BEGIN

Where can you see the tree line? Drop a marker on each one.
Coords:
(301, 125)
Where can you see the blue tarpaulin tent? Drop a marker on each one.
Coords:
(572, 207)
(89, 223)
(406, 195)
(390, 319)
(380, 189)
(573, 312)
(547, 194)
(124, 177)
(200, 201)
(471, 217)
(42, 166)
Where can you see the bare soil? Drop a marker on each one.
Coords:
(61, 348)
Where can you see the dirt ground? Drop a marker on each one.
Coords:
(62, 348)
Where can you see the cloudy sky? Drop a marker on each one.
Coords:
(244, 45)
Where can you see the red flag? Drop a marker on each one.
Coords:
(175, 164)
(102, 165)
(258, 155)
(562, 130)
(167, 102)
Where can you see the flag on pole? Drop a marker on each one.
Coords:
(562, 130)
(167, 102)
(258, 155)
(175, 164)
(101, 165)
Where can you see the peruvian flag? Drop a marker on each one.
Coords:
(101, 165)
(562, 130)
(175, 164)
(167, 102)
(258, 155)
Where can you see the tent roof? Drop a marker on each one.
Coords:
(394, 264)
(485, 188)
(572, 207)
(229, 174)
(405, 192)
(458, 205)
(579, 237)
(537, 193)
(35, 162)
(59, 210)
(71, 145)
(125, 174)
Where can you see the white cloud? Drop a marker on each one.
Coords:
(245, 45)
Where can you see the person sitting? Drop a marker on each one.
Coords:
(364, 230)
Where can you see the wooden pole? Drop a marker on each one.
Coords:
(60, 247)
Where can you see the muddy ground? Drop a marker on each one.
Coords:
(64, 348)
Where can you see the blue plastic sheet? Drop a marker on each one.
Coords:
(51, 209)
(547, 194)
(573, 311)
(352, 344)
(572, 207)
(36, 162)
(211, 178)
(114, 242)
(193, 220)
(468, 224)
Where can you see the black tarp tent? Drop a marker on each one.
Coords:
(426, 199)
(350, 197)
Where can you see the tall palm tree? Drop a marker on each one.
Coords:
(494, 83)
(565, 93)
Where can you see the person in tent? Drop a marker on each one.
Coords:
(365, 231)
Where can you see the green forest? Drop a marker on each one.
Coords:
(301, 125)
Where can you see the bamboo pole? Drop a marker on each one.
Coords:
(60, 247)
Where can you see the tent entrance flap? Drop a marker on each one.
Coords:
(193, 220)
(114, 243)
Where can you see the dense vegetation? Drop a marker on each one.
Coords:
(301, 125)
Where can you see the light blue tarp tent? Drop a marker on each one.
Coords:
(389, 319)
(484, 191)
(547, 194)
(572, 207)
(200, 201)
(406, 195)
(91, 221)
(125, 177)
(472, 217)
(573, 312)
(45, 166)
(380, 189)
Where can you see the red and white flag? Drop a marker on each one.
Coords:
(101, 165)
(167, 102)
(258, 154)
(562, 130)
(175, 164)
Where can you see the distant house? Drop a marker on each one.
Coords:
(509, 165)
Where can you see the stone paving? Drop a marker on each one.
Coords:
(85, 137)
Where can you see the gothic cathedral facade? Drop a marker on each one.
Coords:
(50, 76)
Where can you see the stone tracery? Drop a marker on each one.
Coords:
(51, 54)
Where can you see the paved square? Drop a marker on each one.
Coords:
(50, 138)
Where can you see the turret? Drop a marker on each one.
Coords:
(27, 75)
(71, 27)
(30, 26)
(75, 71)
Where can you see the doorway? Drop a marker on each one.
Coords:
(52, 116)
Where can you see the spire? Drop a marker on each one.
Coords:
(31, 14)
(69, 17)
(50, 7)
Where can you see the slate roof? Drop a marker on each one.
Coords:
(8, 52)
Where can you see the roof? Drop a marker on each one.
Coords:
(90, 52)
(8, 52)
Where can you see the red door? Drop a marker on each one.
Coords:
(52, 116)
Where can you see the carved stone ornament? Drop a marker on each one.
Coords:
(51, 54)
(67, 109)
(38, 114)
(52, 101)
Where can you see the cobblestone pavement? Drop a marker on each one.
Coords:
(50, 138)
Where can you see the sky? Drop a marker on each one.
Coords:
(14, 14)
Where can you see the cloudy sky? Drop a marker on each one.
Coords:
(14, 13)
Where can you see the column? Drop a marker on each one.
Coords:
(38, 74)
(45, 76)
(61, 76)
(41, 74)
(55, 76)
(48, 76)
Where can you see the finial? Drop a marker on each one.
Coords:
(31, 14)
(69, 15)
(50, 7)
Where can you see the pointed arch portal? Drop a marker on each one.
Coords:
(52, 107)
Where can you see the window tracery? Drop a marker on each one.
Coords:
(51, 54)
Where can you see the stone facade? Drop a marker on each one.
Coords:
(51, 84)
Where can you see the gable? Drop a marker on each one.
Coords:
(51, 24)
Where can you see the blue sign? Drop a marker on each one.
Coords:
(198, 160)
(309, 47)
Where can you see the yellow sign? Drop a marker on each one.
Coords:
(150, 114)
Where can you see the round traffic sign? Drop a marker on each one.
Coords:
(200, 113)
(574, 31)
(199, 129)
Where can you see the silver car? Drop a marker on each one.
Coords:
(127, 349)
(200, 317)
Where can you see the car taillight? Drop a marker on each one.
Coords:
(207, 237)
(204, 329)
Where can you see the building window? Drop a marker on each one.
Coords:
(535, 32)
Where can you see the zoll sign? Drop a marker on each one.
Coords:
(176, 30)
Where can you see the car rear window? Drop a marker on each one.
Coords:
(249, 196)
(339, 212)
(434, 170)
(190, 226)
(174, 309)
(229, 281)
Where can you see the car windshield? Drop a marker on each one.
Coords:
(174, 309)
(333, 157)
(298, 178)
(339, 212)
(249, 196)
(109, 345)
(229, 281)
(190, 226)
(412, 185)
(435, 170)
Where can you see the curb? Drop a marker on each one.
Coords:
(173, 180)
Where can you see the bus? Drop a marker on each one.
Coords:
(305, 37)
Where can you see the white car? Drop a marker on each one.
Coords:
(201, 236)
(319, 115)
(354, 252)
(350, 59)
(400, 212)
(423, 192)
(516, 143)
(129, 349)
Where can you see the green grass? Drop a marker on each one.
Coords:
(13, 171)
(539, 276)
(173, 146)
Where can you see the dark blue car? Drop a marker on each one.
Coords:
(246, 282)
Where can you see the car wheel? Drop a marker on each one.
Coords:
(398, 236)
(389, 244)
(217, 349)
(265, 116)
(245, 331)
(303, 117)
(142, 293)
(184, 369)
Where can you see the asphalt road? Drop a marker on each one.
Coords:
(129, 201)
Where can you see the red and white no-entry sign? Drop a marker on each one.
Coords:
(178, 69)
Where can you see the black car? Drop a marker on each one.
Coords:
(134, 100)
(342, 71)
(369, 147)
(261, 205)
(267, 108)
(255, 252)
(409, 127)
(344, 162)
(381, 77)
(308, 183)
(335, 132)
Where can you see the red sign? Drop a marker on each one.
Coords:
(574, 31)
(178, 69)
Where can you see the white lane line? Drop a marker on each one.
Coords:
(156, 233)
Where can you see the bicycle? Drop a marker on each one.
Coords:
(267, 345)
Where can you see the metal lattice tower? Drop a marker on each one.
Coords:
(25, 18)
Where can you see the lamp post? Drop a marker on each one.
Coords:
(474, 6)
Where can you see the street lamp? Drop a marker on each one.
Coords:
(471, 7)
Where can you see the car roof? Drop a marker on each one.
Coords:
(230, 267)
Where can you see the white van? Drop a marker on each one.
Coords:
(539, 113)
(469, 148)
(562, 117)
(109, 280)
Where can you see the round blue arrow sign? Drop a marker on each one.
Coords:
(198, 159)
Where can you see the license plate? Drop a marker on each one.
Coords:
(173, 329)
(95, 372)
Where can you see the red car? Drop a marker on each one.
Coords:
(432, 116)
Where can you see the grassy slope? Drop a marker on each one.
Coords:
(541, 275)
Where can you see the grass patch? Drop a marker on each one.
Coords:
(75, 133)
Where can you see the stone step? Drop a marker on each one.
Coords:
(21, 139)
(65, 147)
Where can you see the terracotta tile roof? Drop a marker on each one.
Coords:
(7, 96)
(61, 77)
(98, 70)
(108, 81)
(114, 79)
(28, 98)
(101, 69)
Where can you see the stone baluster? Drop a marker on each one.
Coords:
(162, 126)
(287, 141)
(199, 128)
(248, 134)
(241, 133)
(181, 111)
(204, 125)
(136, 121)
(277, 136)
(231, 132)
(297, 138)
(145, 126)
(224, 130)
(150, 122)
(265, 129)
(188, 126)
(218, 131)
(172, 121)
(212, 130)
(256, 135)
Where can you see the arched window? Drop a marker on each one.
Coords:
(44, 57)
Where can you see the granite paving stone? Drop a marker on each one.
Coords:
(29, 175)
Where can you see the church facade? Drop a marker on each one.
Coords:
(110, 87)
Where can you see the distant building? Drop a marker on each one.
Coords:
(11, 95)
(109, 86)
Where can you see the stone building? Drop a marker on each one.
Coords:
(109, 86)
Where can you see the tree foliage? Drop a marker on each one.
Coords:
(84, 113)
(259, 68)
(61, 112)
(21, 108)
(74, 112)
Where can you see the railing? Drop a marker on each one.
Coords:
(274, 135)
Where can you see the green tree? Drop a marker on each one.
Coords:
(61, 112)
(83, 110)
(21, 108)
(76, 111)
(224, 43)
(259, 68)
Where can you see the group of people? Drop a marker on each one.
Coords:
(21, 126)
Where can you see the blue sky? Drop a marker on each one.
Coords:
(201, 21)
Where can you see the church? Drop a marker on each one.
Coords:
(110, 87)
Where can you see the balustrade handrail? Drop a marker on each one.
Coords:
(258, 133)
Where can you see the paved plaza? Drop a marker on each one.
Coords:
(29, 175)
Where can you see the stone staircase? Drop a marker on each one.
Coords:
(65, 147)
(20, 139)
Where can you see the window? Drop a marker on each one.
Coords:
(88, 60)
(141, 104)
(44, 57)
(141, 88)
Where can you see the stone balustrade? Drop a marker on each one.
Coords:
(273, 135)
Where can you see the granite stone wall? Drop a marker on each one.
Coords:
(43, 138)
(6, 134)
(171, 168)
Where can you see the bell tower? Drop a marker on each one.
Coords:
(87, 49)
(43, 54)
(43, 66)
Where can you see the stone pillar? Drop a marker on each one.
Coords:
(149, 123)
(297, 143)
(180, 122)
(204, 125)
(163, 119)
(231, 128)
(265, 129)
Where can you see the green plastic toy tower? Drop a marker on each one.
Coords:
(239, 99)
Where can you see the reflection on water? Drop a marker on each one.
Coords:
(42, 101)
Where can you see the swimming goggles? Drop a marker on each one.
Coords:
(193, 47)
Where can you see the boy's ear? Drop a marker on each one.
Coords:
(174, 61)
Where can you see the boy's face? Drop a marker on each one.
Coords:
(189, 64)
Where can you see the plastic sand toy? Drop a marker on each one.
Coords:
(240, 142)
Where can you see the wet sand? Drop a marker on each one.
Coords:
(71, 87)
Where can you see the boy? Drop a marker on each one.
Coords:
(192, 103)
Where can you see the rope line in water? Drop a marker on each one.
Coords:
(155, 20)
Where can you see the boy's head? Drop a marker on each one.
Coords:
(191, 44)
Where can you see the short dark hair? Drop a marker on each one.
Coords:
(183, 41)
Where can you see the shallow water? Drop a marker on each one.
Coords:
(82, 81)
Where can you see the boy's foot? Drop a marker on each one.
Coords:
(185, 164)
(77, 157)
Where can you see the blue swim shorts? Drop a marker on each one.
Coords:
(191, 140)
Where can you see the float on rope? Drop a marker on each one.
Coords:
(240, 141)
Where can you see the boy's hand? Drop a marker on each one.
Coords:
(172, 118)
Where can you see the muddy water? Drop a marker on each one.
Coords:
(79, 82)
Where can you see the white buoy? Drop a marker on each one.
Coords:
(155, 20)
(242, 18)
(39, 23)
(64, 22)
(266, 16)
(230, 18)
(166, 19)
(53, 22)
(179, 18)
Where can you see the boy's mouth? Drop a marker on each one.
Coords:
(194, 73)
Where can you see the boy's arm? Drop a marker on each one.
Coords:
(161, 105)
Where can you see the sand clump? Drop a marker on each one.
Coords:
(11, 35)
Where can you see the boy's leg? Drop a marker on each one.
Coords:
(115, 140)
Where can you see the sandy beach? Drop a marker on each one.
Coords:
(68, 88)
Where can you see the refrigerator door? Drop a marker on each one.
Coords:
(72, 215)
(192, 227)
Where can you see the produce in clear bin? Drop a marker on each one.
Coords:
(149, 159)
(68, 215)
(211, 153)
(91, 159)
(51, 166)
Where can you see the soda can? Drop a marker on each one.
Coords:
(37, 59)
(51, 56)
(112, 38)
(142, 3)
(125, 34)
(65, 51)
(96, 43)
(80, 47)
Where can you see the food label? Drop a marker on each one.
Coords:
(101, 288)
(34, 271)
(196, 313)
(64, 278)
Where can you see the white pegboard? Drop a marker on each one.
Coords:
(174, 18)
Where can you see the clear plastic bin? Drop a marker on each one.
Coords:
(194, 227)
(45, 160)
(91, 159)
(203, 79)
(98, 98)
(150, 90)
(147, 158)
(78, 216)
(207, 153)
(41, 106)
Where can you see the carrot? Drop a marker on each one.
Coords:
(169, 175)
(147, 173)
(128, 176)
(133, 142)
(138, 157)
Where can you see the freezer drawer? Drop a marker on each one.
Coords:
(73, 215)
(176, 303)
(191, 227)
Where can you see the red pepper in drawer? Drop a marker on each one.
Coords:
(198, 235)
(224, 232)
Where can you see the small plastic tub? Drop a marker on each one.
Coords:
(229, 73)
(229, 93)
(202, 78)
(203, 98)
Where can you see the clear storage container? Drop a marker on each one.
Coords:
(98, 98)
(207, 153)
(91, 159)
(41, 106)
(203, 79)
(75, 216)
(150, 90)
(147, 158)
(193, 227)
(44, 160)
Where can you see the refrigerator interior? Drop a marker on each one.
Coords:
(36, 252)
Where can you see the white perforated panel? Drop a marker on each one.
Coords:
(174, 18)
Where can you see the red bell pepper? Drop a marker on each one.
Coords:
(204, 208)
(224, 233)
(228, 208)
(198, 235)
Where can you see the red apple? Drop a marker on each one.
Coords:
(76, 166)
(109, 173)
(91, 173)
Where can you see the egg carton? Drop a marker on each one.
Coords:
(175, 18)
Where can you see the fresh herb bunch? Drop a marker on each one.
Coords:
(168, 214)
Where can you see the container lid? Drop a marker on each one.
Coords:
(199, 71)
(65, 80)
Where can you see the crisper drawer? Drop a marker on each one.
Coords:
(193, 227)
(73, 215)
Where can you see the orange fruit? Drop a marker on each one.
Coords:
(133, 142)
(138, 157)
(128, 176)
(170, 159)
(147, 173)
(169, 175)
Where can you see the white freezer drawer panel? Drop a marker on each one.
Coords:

END

*What to do*: Which of the lines above carry the string "pole"? Pick them out and copy them.

*Completed exercise*:
Where can you see the flag on pole? Drop a marker on each one.
Where can you see the wooden pole? Drop a marker on each one.
Where can you see the bamboo pole? Drop a marker on each one.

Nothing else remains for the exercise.